#### [TASK DIRECTIONS]
Could you return all of the entries word for word, minus any pictures?
____________
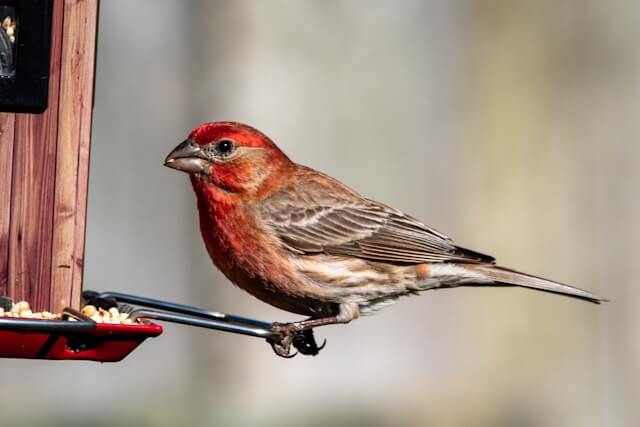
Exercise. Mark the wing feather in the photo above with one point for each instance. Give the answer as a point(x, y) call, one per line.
point(317, 214)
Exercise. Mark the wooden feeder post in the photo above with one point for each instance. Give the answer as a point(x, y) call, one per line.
point(44, 166)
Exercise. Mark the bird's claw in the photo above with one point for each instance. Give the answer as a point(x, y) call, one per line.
point(291, 335)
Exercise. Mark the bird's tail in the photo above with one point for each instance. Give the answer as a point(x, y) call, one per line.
point(491, 275)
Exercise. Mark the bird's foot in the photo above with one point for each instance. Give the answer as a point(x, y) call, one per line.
point(292, 334)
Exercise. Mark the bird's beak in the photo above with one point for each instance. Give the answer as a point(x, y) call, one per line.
point(188, 157)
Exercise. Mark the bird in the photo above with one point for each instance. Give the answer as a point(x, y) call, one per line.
point(306, 243)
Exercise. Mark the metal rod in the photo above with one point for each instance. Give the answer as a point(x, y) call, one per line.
point(184, 309)
point(218, 324)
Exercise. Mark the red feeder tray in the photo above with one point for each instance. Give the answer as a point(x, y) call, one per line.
point(84, 339)
point(71, 340)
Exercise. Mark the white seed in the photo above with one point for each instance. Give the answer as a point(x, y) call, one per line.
point(88, 310)
point(21, 306)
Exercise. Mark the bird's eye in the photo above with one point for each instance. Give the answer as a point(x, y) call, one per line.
point(225, 147)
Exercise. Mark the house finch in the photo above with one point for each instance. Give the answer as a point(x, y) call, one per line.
point(306, 243)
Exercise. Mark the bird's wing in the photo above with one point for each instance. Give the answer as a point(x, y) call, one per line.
point(321, 215)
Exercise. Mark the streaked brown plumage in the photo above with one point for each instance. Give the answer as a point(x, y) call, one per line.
point(304, 242)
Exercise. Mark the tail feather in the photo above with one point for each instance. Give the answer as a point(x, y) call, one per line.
point(506, 276)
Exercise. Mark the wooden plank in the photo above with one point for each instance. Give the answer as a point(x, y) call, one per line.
point(74, 137)
point(7, 123)
point(32, 194)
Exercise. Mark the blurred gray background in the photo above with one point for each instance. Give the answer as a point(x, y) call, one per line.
point(510, 125)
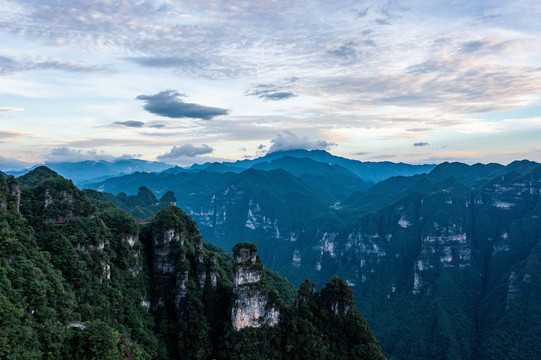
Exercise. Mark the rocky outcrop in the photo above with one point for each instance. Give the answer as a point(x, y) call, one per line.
point(15, 189)
point(167, 245)
point(252, 307)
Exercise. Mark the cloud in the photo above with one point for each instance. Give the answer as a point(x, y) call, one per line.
point(13, 134)
point(65, 154)
point(185, 151)
point(7, 164)
point(12, 65)
point(129, 123)
point(270, 92)
point(345, 52)
point(163, 62)
point(362, 13)
point(168, 103)
point(90, 142)
point(289, 141)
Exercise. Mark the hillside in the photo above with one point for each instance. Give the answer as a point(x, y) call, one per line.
point(435, 260)
point(81, 279)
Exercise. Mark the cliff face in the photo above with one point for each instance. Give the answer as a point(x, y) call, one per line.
point(252, 307)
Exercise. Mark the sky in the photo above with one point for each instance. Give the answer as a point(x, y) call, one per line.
point(193, 81)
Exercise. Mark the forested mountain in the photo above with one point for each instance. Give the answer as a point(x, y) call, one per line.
point(83, 172)
point(80, 278)
point(366, 170)
point(442, 265)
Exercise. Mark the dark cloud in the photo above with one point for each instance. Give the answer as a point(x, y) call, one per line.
point(129, 123)
point(185, 151)
point(168, 103)
point(290, 141)
point(270, 92)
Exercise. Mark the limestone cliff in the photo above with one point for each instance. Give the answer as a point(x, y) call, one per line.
point(252, 307)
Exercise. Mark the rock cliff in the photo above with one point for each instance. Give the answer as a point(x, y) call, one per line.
point(252, 307)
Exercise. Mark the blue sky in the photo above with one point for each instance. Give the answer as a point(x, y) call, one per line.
point(185, 82)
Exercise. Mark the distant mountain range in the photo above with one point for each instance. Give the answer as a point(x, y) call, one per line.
point(444, 264)
point(314, 167)
point(82, 172)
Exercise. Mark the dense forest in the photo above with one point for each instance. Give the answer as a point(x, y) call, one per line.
point(442, 265)
point(80, 278)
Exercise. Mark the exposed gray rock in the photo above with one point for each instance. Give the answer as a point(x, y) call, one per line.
point(251, 307)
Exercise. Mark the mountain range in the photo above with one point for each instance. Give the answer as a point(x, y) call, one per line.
point(81, 279)
point(441, 263)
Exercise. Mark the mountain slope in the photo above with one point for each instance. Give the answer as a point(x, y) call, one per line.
point(81, 279)
point(368, 171)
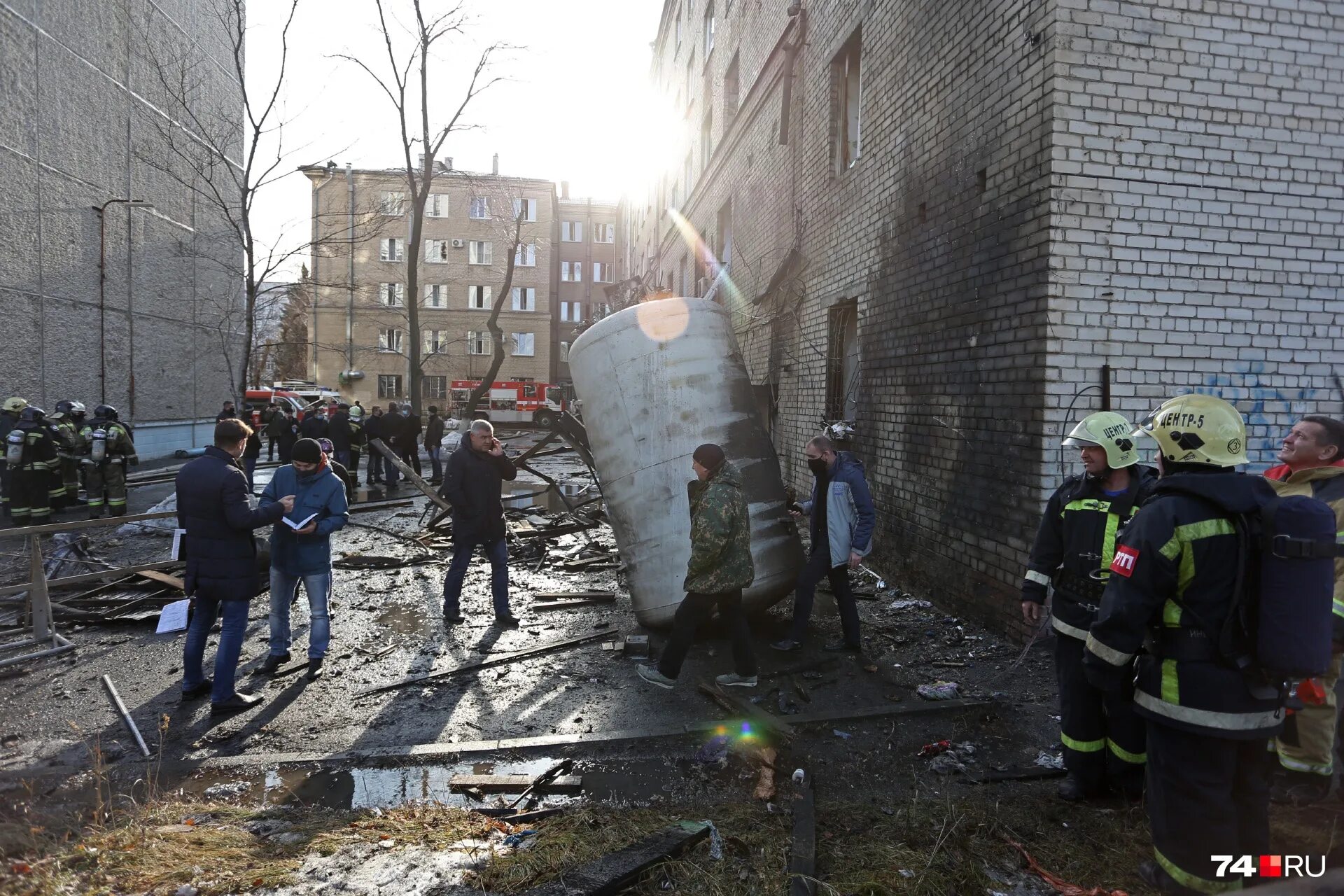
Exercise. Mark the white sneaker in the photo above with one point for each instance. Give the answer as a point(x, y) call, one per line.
point(734, 680)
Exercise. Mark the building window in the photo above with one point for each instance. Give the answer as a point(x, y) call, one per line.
point(732, 90)
point(390, 340)
point(524, 344)
point(435, 387)
point(479, 298)
point(524, 298)
point(724, 245)
point(706, 137)
point(436, 342)
point(524, 207)
point(846, 76)
point(436, 250)
point(843, 362)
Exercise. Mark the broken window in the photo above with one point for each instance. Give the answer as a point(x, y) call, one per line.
point(843, 362)
point(848, 101)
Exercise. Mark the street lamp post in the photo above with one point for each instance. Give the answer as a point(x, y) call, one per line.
point(102, 281)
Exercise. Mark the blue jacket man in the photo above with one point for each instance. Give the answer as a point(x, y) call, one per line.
point(222, 575)
point(843, 519)
point(302, 551)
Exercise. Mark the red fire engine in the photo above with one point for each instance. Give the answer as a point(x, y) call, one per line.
point(512, 400)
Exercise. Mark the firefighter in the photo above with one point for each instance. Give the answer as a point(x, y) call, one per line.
point(65, 428)
point(31, 454)
point(8, 418)
point(1172, 589)
point(1104, 739)
point(106, 451)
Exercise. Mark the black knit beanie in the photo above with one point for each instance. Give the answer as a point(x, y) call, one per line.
point(307, 451)
point(708, 456)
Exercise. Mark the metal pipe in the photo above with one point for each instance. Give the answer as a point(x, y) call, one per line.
point(125, 716)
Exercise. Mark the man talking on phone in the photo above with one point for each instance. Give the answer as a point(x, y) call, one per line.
point(472, 485)
point(302, 551)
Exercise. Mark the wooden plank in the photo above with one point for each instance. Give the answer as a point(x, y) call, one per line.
point(92, 577)
point(620, 869)
point(803, 853)
point(748, 711)
point(515, 783)
point(430, 492)
point(491, 662)
point(163, 578)
point(48, 528)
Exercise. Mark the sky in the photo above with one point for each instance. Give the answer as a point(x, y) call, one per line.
point(575, 104)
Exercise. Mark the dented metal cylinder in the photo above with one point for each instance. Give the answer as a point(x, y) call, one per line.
point(657, 381)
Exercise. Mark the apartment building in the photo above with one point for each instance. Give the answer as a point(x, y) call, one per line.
point(118, 282)
point(360, 323)
point(587, 260)
point(961, 227)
____________
#### [TASK ANSWER]
Exercise. Mark the wing feather in the photo above with one point for each instance. Give the answer as a point(x, y) call, one per line.
point(317, 214)
Exercise. Mark the wooden feeder post in the photo above with one point for each instance. Give the answer as a point(x, y) call, one per line.
point(44, 166)
Exercise. Mark the bird's claw in the photo above with one point for each instance. Give the answer as a point(x, y) call, one per line.
point(291, 335)
Exercise. Mark the bird's tail in the photo above with one point for each instance. Give the answer as a point(x, y) call, one per line.
point(491, 275)
Exercise. Mark the bird's foot in the photo above with one point for each instance. Give the answer as a point(x, y) call, one per line.
point(292, 334)
Exercise. Mark the bird's beak in the photo above with one point for each instance. Give the answer as a point(x, y) call, one per line.
point(188, 157)
Exercise. Mark the bird in the photo above with one point for each instance. Give the answer as a point(x, y) call, one per line.
point(306, 243)
Exercise. Mark the metal rod in the photo above with one point for each instance. Give the answer as a point(x, y) call, one per line.
point(184, 309)
point(218, 324)
Exercise. Mark the red feeder tray in the photo above with one point for each instance. Give the answer as a point(x, y) call, one per line.
point(84, 339)
point(71, 340)
Exercise. Mark the white seed in the photo above with one point for each instance. Give the answer as a point(x, y) call, one per line.
point(88, 310)
point(21, 306)
Exercise. Mark the bird's eye in the photo above with one point for each instance. Give the answer as a point(x, y) call, one per line.
point(225, 147)
Exercise. Mark the house finch in the photo above with one point for each instance. Give the answer as a point(x, y) call, one per line.
point(306, 243)
Exercise. Mark the bird's wing in the photo above with one point for each instance. Give the answer as a point(x, y) call, one per line.
point(321, 215)
Exercise. Mark the streaked brown plumage in the photo above with one point for each instance. Give the answer as a point(x, y) call, one per line.
point(304, 242)
Exercise. Mark the tail feather in the photo above with one point for each instance. Give the answer as a point(x, y) call, one per line.
point(506, 276)
Exercise. Mark the wooden plank in the photo above with one point for each instance. Give the answer as a point(x, y) call, one per line.
point(74, 137)
point(7, 123)
point(32, 194)
Exercise. Mark the blurred gray background in the photo above with one point for each instance. Give the answer as a point(x, y) call, one per line.
point(510, 125)
Exercise. Mark the rocky outcrop in the photo above with one point for each instance. Give the answer as a point(x, y) call, one per line.
point(15, 189)
point(167, 245)
point(252, 307)
Exercise. Mark the cloud in the photo above with one point for each instance. Give the answer as a point(x, y) call, one per line.
point(13, 134)
point(65, 154)
point(185, 151)
point(7, 164)
point(12, 65)
point(129, 123)
point(270, 92)
point(345, 52)
point(163, 62)
point(362, 13)
point(168, 103)
point(90, 142)
point(289, 141)
Exercise. Mark the hillside in the photo above with one point for each instance. Give the answer as a point(x, y) call, one per line.
point(435, 260)
point(81, 279)
Exercise. Mark the cliff face in the photo above with one point for each instance. Give the answer as a point(x, y) call, one per line.
point(252, 307)
Exercise. Mark the sky in the photo above with one point for each instance. Give the answer as a point(x, y) call, one per line.
point(193, 81)
Exercise. Mark the forested mountain in the photo above with one point for each instance. Give the answer as a point(x, y) call, one per line.
point(83, 172)
point(80, 278)
point(366, 170)
point(442, 265)
Exercise. Mark the dark cloud in the photo above with one point for each instance. Give the answer as a point(x, y) call, one per line.
point(129, 123)
point(185, 151)
point(168, 103)
point(290, 141)
point(270, 92)
Exercise. Mark the limestone cliff in the photo above with one point for each instance. Give the answer as a point(x, y) call, one per line.
point(252, 307)
Exercise. Mark the rock cliff in the photo above with one point for each instance. Give the answer as a point(x, y) call, one per line.
point(252, 307)
Exercise. Mark the blue sky in the photo above with one point for each instance. Give the answer as a point(x, y) call, one per line.
point(185, 82)
Exercise. Mark the distant mountain range in the photo above with one point for each instance. Give the answer as a point(x, y) call, one per line.
point(444, 264)
point(314, 167)
point(82, 172)
Exercise. Mark the dense forest in the photo above with one point for each instance. Give the answer as a point(x, y) call, one per line.
point(442, 265)
point(80, 278)
Exercise. Mark the exposed gray rock in the photo above with one point for each instance. Give the answer as a point(x, y) call, one per line.
point(251, 307)
Exercise. Mark the mountain range in the photo above with one point for each instance. Give the answer as a point(x, y) call, one per line.
point(81, 279)
point(441, 263)
Exercise. Mark the mountain slope in the photo above with one point for each instance. Give the answer as a point(x, y) call, one per line.
point(81, 279)
point(368, 171)
Exercise. Mark the white sneaker in the photo above with one point for each instance. Give the answer as a point(x, y) call, one per line.
point(734, 680)
Exercise. Mark the building window in the photo above with one point for each instance. Give the answer as a point(x, y) call, one per line.
point(732, 90)
point(390, 340)
point(524, 344)
point(435, 387)
point(479, 298)
point(524, 298)
point(724, 245)
point(706, 137)
point(436, 342)
point(524, 207)
point(846, 76)
point(436, 250)
point(843, 362)
Exercise. Mark the broken window in the photo above with one point for each instance. Give the answer as a point(x, y) call, one per line.
point(843, 362)
point(848, 101)
Exercise. Mark the street lamp post in the photo above with one point for each instance. Give the answer as a point(x, y) call, one per line.
point(102, 281)
Exercise. Mark the blue jacket man in the photo above with one point for each instance. Give the answer as a point(x, y) call, one per line.
point(222, 575)
point(843, 519)
point(302, 551)
Exercise. Mark the red fire engine in the photo above with one point for each instance. Give the answer as a point(x, y) call, one per line.
point(512, 400)
Exercise. Mark the firefighter in the photo above with one point for each instance. Give the answer as a point(x, y) call, one per line.
point(65, 428)
point(31, 454)
point(8, 418)
point(1172, 589)
point(1104, 739)
point(106, 451)
Exercise. Mark the black knit beanie in the photo above with one point for each instance. Give the answer as a point(x, y) call, one per line.
point(307, 451)
point(708, 456)
Exercise. Mark the metal pipe in the photo above with one point for each instance. Give the answer as a point(x, y) call, one per line.
point(125, 716)
Exercise. Mark the man talking on phone in the photo above with one point for each instance. Give the answer as a point(x, y) call, one per line.
point(472, 485)
point(302, 551)
Exercise. Mark the wooden plank in the photo above with one point for each instance. Give the answer as a point(x, y) call, one per line.
point(92, 577)
point(620, 869)
point(803, 853)
point(748, 711)
point(515, 783)
point(430, 492)
point(491, 662)
point(163, 578)
point(48, 528)
Exercise. Mark the sky in the photo above with one point for each instance. Give the answer as a point(x, y) call, one per line.
point(575, 104)
Exercise. Mark the dented metal cylinder in the photo above with one point for each instance. Give the answer as a point(x, y) call, one per line.
point(657, 381)
Exercise. Mark the apartment building in the photo above with one point for each instance. Give the answer as a point(x, y) call, one per line.
point(118, 282)
point(360, 323)
point(587, 260)
point(961, 227)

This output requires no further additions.